Since nonlinear algebraic, or differential equations in general has no analytical solutions, they are usually solved by numerical methods, via standard softwares, or circuit simulators
, such as SPICE
. Unfortunately, numerical softwares are not foolproof, and cannot find all solutions if the equation has more than one solutions. Piecewise-linear (PWL) methods are the best tools in such situations. In order to apply PWL methods, it is often desirable to represent a PWL curve by a PWL equation whose only nonlinearities are the *absolute-value* function \( y = \left| x \right| \), and the *signum function* *sgn* (*x*), defined in Table 7.

■ Written instruction 1: In the listing below, update the stretch from the line containing "Objective - one point per instance of the mesh" through the line containing "(547, 1124)" by replacing "water" with "seawater", keeping everything else the same.

■ Provided information:
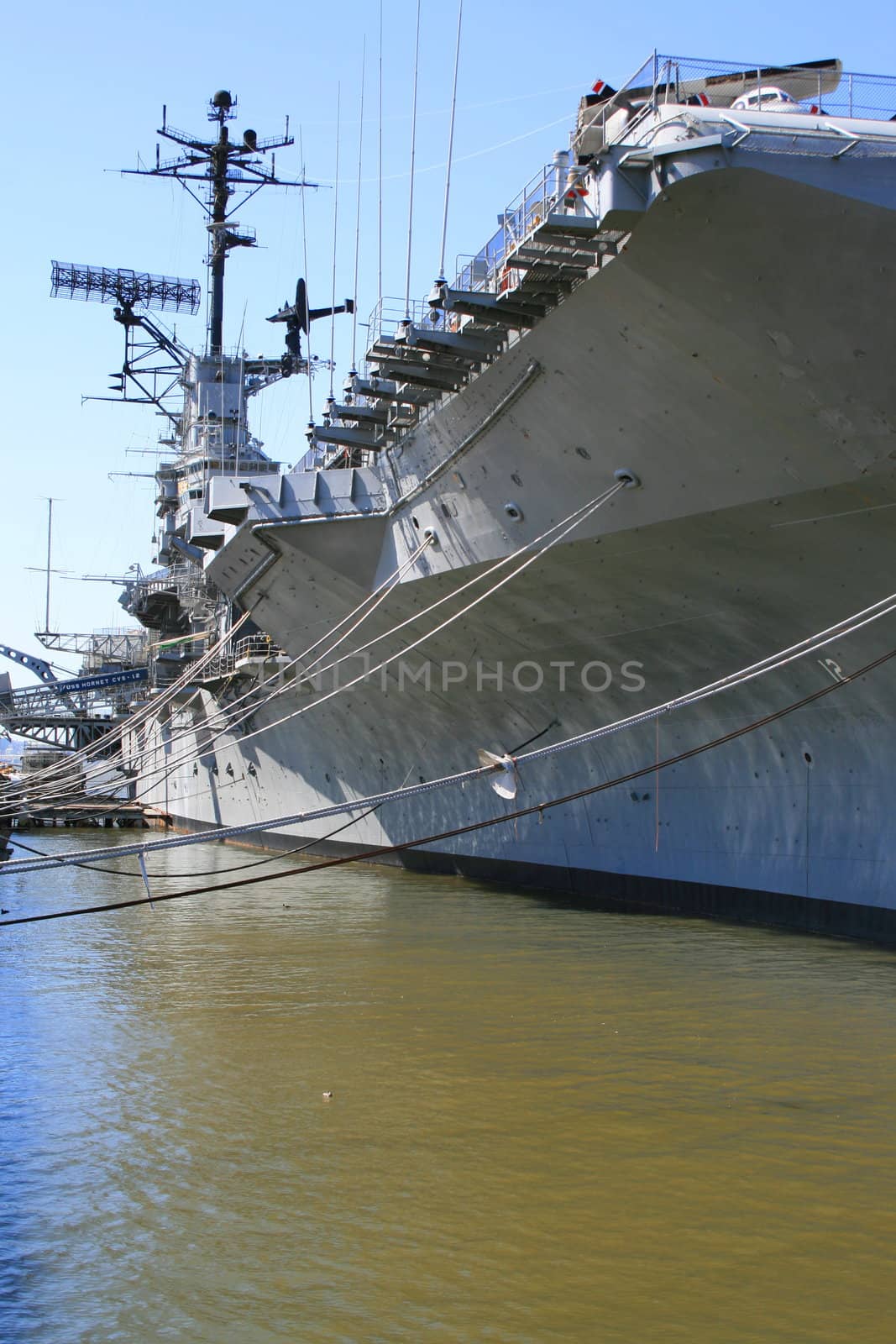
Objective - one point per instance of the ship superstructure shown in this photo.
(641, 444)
---
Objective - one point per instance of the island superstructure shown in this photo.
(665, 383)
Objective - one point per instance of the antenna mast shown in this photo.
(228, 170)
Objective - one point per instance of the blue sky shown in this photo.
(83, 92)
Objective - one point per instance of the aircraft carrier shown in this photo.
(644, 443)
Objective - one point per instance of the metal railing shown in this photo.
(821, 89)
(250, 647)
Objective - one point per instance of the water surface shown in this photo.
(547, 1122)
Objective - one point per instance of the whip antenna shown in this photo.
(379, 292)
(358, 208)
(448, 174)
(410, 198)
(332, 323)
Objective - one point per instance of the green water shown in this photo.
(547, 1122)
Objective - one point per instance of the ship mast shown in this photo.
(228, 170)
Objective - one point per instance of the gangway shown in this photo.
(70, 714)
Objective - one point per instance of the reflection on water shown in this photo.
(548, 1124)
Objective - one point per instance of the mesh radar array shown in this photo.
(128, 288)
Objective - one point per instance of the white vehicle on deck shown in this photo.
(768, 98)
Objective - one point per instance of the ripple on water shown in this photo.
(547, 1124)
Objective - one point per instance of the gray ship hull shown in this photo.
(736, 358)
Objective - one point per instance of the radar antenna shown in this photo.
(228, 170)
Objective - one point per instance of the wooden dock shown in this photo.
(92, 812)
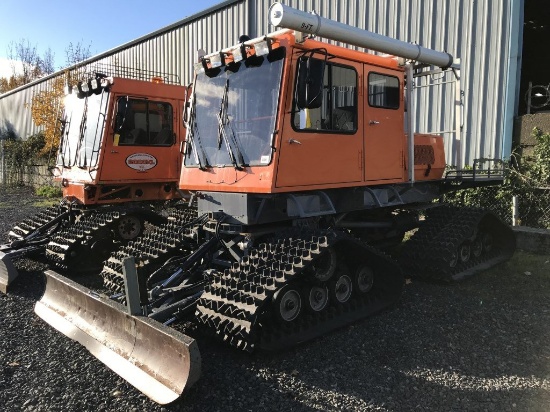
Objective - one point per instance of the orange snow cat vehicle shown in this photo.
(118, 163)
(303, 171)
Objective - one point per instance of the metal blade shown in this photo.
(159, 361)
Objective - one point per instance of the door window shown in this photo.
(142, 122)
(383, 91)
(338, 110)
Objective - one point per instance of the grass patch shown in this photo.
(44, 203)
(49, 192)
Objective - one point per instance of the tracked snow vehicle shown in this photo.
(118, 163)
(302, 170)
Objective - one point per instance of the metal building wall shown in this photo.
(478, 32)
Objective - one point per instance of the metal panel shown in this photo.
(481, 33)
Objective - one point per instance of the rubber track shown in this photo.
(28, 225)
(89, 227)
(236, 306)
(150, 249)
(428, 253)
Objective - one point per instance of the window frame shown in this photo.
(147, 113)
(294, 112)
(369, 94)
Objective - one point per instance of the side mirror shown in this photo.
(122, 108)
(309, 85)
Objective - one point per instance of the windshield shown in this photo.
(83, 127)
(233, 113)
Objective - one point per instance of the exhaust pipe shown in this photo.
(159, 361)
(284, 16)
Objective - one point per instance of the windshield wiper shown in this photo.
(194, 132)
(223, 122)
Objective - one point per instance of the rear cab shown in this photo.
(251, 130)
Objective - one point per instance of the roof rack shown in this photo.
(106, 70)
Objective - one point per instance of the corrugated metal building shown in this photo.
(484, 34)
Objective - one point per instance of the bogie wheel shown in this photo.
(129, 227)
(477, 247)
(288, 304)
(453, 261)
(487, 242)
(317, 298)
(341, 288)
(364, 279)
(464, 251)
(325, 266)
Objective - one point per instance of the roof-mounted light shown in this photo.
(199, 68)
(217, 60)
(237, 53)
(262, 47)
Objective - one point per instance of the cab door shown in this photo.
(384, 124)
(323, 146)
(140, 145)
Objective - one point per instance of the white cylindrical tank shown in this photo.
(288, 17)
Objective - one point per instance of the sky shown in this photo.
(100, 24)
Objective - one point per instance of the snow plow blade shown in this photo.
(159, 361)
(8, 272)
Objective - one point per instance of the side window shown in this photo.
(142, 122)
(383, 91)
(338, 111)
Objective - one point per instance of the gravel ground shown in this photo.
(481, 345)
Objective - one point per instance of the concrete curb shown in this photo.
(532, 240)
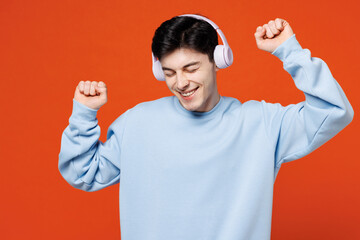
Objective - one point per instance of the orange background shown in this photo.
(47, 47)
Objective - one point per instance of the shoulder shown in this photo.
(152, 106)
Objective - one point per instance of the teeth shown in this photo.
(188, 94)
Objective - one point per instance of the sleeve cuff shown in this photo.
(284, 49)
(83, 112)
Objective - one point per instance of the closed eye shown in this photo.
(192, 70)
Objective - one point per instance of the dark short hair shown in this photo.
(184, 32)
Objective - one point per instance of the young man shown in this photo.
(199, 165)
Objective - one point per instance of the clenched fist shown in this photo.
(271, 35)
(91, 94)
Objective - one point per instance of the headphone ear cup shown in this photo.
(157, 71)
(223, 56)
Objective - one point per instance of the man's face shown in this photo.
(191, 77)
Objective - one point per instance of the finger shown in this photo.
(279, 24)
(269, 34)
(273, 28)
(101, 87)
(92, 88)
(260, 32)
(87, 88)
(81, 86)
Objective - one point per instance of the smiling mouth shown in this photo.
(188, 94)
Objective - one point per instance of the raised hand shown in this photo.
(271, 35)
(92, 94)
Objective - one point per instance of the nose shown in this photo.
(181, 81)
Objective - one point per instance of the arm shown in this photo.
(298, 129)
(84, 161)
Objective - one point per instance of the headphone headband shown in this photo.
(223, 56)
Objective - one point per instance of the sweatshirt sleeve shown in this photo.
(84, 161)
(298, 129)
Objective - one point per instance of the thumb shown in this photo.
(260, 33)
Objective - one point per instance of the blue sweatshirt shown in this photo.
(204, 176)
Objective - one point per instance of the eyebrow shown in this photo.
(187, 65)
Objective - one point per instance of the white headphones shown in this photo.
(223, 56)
* * *
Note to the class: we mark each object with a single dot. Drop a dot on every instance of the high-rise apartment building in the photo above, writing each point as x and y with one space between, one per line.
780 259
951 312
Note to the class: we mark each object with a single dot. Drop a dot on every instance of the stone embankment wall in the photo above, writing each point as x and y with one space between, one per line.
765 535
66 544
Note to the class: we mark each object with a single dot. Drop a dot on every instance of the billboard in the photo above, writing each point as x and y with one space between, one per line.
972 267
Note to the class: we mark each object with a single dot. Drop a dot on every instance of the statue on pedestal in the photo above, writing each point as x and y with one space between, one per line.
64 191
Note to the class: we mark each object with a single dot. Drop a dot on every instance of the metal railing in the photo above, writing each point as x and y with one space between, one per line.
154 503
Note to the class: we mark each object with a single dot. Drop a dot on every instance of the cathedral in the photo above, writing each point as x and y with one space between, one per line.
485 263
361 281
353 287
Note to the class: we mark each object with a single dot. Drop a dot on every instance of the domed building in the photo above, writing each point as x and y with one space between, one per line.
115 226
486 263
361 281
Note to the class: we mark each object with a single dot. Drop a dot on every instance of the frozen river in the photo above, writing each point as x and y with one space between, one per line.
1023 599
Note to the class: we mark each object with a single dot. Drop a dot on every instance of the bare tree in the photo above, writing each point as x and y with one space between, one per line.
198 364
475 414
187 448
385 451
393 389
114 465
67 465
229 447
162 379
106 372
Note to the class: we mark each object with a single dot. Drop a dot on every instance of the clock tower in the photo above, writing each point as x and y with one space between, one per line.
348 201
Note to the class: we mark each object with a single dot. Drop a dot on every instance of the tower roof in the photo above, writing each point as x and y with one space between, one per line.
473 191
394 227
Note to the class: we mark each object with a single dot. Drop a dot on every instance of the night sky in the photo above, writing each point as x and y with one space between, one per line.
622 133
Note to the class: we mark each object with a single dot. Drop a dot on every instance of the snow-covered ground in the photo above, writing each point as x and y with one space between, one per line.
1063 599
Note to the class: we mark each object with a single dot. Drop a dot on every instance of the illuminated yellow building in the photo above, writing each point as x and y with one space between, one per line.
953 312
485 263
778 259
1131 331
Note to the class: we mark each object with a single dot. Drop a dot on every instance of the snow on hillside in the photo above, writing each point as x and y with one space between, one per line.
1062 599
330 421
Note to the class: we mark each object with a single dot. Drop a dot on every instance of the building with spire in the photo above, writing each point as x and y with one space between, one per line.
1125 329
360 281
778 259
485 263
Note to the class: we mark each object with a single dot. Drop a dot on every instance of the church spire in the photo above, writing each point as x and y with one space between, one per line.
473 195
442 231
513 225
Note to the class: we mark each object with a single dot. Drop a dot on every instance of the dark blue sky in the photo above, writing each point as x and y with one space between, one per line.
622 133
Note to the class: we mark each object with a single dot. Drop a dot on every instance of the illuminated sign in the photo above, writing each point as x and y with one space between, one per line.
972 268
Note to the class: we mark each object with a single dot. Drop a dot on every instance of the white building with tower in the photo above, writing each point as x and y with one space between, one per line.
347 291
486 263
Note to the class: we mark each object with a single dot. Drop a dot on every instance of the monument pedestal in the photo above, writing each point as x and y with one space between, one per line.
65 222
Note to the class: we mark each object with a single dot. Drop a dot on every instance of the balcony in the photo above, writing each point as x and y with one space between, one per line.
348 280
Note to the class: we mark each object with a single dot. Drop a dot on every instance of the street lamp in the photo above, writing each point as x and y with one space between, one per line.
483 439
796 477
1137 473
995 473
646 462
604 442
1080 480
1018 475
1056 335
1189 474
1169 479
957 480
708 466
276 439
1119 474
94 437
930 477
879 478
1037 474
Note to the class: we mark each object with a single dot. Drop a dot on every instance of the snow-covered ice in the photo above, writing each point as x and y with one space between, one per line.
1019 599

■ Written instruction 2: Write what comes next in the passage on piecewise-linear methods for solving nonlinear equations, picking up right after its final sentence.

■ Task result 1:
Objective - one point per instance of the mesh radar array shown in this photo.
(128, 288)
Objective - one point per instance of the white vehicle on deck shown in this photo.
(768, 98)
Objective - one point per instance of the ripple on seawater shown in this photo.
(547, 1124)

■ Task result 2:
The good news is that unlike other nonlinear basis functions, the coefficients associated with the PWL formula presented in the following Table 6, all coefficients needed to specify any continuous PWL function can be obtained by inspection of the PWL curve! Simply label the the segment number consecutively from left to right, as segment 0, 1, 2,…, *n*, for an (*n* + 1)-segment PWL curve, with corresponding slope *m*_{0}, *m*_{1},…, *m*_{n}. Label the x-coordinate of each corresponding breakpoint as *X*_{1}, *X*_{2},…, *X*_{n}. Any continuous PWL curve has a unique PWL formula (shown in Table 6), with 2 coefficients *a*_{0}, *a*_{1}; *n* coefficients *X*_{1}, *X*_{2},…, *X*_{n}, and *n* coefficients *b*_{1}, *b*_{2},…,*b*_{n}.

The coefficient X_{j} is equal to the x-coordinate of breakpoint *j*. The coefficient a_{1} is equal to half the sum of the slope *m*_{0} and *m*_{n} of the leftmost segment 0 and the rightmost segment *n*, respectively.

The coefficient *b*_{j} is equal to half the difference between the slope *m*_{j} and *m*_{(j-1)} of segment *j* and segment (* j*−1), respectively. The coefficient *a*_{0} is chosen such that *y* is equal to the vertical intercept *f*(0) of the PWL curve when *x* = 0 (see Table 6).

All of these coefficients can be reconstructed from the following mnemonic rule: *Half Sum Half Difference then Null*.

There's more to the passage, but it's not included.